Source material ::
## begin

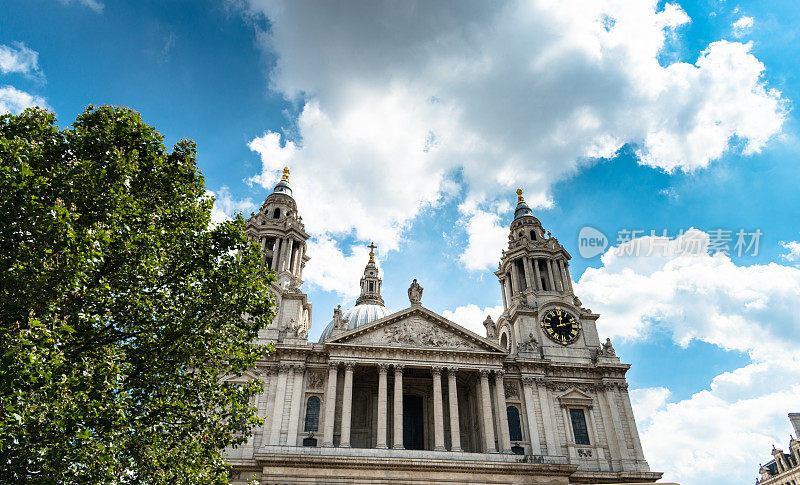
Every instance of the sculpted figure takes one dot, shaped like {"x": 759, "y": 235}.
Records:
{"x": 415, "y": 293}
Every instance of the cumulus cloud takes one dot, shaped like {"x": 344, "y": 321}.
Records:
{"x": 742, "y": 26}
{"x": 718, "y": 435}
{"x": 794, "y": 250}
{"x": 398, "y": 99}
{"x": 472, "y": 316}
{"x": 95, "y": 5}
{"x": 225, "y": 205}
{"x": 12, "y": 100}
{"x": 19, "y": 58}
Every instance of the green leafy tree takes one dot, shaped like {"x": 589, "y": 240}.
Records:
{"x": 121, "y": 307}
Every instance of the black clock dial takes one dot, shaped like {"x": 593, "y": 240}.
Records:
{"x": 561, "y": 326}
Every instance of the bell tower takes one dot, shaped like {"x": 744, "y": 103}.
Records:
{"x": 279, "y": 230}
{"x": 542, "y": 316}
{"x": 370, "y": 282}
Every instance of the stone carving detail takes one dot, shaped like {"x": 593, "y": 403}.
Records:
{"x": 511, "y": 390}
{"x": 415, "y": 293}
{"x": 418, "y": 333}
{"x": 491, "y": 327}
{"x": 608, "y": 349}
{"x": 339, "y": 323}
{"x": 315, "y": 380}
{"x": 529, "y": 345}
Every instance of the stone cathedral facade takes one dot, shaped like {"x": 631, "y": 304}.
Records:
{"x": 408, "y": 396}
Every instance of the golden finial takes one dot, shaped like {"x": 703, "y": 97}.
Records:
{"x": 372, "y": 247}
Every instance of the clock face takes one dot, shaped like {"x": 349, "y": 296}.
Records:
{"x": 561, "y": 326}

## end
## begin

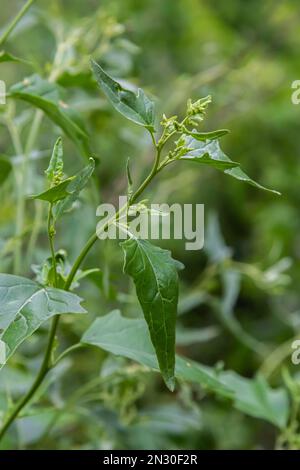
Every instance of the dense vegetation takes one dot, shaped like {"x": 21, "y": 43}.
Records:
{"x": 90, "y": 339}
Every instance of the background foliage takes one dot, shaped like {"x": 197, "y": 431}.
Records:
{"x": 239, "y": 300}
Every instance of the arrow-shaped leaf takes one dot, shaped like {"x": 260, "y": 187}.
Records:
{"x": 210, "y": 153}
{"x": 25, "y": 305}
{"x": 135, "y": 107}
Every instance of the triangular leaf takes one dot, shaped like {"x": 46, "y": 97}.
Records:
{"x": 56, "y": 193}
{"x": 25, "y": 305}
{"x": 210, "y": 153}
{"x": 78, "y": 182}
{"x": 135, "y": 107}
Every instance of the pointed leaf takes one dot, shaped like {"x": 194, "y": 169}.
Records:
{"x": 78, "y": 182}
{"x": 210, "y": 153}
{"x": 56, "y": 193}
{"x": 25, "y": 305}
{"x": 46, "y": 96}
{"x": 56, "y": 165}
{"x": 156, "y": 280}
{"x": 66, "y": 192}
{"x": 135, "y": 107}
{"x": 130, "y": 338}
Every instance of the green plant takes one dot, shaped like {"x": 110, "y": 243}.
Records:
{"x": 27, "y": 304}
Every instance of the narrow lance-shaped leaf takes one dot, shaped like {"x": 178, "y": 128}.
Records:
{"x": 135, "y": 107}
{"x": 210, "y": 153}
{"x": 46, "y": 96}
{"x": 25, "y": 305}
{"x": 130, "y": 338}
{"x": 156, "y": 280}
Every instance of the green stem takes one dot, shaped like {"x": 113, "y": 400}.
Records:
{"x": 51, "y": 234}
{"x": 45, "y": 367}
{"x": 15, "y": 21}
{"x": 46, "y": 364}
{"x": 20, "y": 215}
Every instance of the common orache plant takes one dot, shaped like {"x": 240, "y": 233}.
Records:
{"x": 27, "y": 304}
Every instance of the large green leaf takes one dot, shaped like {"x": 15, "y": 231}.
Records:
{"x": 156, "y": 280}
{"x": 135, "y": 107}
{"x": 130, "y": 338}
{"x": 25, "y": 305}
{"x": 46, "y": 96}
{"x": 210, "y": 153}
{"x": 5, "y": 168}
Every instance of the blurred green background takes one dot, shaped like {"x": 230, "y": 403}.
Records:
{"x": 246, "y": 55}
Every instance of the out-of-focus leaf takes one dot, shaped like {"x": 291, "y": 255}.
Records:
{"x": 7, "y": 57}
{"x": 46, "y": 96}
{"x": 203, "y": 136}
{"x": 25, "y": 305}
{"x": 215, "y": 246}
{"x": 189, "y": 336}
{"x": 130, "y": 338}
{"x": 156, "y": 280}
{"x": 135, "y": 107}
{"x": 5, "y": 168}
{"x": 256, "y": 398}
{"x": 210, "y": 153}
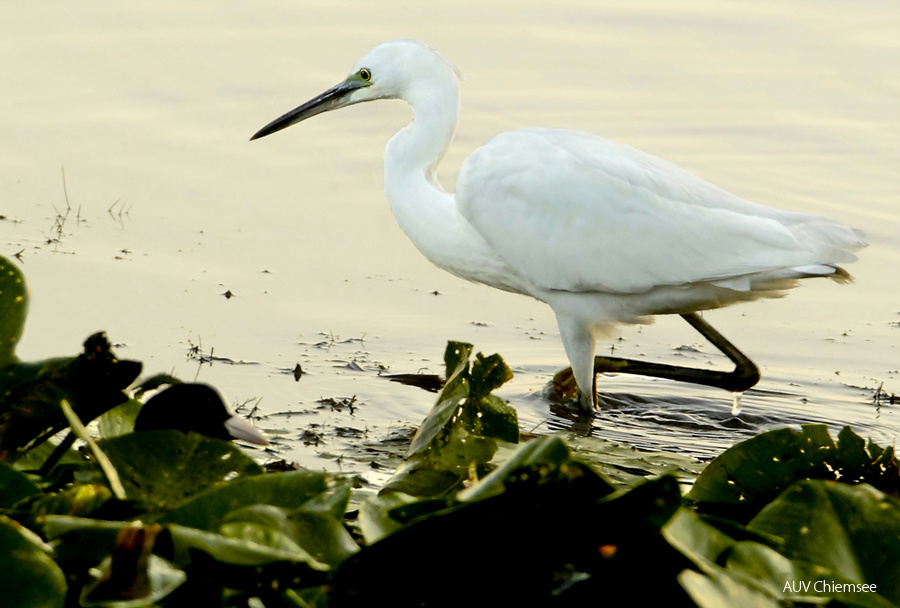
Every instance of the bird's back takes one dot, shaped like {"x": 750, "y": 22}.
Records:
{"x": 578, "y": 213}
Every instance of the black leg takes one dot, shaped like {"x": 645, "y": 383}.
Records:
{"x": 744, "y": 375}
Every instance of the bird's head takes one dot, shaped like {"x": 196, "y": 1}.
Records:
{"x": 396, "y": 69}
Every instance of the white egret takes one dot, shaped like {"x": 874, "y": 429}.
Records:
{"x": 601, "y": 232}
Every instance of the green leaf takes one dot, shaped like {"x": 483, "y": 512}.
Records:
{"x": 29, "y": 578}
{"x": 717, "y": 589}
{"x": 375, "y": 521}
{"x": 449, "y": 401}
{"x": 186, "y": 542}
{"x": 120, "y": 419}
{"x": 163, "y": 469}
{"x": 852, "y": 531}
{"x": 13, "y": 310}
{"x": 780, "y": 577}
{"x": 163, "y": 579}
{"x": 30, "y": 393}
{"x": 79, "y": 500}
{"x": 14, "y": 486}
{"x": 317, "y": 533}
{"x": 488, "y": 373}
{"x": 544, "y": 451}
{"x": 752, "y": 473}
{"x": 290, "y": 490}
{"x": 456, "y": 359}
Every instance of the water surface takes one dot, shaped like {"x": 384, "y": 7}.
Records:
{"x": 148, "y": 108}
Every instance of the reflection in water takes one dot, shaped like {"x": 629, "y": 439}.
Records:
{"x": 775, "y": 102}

## end
## begin

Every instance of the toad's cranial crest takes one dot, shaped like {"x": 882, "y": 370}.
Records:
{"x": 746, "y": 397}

## end

Stated problem :: Pull out every line of the records that contains the word "plant", treating uppercase and lowercase letters as different.

The reply ::
Every instance of the green plant takes one dot, shaped like {"x": 110, "y": 243}.
Every instance of the common orache plant takes one dot, shaped like {"x": 240, "y": 233}.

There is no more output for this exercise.